(Problem statement):
Can you locate every line in the items below that contains the string "area" and copy each of those lines out in full?

(Dataset extract):
..........
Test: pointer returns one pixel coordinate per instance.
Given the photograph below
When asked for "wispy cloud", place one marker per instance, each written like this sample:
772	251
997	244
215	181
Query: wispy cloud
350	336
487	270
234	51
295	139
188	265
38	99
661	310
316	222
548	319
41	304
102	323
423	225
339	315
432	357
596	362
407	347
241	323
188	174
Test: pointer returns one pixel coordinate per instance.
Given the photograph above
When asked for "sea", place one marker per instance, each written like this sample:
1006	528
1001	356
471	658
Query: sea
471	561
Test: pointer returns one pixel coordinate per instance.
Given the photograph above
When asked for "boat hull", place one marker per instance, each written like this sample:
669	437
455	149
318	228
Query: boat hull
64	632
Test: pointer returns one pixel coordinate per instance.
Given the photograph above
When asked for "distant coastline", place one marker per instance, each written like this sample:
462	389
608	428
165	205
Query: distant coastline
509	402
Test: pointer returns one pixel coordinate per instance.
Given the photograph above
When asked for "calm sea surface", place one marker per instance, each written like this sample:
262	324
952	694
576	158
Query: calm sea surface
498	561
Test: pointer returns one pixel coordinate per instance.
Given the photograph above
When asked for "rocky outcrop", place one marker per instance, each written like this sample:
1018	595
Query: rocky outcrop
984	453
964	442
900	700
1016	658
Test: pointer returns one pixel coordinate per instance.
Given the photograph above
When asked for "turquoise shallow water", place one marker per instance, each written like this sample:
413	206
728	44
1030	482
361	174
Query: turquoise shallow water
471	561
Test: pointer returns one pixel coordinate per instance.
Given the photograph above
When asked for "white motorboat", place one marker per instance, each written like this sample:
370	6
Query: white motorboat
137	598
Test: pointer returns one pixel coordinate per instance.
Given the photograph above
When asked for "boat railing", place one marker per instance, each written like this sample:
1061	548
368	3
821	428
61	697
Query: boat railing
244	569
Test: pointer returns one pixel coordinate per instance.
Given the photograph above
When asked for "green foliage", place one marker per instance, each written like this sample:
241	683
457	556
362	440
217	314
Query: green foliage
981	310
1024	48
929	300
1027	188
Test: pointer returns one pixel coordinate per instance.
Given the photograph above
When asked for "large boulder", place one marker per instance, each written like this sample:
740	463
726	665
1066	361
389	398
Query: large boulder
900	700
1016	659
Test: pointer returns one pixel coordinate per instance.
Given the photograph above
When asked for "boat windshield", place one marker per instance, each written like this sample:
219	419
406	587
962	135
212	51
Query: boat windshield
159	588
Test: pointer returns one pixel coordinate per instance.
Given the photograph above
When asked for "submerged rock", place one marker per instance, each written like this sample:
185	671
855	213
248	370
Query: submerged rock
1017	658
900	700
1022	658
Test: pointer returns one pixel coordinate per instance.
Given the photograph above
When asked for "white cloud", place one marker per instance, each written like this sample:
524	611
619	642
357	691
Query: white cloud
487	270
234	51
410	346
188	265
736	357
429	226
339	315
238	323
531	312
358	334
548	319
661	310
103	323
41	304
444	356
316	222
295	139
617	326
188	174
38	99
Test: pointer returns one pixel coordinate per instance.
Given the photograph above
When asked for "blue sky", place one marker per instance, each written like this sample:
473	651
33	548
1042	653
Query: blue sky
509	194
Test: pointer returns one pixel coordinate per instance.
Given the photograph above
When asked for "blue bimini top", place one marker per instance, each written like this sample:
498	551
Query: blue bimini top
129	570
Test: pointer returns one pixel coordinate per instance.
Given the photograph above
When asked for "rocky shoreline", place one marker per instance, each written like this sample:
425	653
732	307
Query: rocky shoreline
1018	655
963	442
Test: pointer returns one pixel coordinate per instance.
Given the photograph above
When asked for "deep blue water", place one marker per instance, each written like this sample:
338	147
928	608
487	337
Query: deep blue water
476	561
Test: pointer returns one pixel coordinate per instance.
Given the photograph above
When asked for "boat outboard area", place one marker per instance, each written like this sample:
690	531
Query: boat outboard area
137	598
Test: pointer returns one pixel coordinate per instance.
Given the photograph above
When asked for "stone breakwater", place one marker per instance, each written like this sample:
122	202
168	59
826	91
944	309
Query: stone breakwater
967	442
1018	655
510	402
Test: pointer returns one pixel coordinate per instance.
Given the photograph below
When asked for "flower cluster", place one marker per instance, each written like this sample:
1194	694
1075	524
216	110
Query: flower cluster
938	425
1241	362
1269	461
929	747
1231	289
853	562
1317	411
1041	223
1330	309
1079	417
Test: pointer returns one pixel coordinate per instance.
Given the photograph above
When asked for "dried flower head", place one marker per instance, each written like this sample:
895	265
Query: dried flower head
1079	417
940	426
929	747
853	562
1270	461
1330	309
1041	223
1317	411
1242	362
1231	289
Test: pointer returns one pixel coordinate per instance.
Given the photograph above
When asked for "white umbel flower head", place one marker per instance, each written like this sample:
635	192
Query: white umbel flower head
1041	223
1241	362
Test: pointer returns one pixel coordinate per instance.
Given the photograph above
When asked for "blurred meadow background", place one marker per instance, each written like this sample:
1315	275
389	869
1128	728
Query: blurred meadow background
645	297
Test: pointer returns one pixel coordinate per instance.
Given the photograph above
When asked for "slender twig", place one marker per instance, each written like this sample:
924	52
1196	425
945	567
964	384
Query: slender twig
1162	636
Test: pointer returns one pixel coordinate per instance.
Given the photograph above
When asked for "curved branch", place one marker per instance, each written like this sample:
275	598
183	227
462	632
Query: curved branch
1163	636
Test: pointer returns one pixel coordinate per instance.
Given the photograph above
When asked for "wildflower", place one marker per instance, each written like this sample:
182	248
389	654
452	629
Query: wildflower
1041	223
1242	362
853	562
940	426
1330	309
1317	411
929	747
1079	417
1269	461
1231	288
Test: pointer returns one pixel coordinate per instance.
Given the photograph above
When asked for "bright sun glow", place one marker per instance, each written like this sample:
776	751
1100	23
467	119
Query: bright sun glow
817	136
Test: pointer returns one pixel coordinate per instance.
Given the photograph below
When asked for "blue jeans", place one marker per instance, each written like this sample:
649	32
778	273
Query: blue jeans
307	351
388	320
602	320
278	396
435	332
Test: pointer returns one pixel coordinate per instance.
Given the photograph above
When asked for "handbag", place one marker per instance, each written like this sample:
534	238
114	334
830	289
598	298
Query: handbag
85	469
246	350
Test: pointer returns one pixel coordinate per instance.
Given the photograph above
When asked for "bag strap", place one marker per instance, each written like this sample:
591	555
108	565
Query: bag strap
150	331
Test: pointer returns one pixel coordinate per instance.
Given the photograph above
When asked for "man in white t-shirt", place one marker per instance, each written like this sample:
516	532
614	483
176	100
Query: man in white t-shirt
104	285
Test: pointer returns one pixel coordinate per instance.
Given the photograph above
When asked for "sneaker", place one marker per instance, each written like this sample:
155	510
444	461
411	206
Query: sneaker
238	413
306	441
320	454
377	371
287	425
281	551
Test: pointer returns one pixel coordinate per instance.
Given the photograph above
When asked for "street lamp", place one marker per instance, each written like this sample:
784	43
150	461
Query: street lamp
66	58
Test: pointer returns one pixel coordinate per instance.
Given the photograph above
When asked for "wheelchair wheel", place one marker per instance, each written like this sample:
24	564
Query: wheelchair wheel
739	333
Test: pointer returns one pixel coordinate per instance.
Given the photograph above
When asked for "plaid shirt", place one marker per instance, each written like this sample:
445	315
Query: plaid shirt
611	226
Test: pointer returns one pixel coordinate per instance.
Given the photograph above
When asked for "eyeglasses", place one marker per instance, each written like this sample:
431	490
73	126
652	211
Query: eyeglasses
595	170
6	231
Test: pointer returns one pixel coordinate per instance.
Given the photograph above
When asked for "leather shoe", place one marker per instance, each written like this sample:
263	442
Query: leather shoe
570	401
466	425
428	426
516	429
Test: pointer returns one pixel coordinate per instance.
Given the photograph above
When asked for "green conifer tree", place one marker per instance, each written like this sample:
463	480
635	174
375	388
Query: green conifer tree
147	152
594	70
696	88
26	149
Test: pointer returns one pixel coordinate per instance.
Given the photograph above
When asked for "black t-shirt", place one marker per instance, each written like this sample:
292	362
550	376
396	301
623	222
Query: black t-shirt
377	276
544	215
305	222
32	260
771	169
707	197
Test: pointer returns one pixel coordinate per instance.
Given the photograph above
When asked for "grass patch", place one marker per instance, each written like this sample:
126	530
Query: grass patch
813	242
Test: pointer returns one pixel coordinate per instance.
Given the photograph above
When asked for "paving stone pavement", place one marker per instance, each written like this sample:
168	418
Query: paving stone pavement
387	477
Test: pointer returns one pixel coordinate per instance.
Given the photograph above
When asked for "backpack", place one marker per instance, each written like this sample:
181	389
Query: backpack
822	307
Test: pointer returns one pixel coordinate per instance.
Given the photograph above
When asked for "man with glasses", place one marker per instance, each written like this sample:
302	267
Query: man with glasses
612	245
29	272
..........
(Exercise solution):
When asked for "boat outboard area", place one marker per instance, each written like this sample:
Query: boat outboard area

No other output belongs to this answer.